- Exercise instructions
Because the copy must hold no pictures, return the data below with all of its words intact.

- Data for this task
-------
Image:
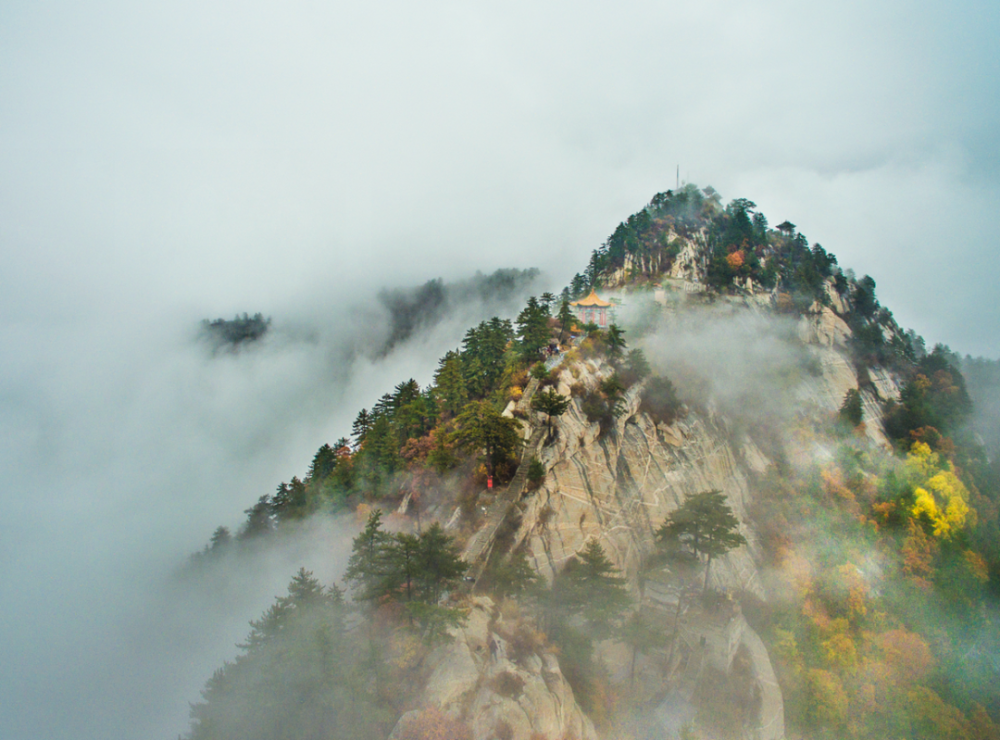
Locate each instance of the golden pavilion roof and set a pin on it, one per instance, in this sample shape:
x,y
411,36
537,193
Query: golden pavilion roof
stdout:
-------
- Task solution
Image:
Locate each instance of the golden pavilion roof and set a pin on it, one per instance, in this sample shape:
x,y
411,36
537,193
Query: golden pavilion roof
stdout:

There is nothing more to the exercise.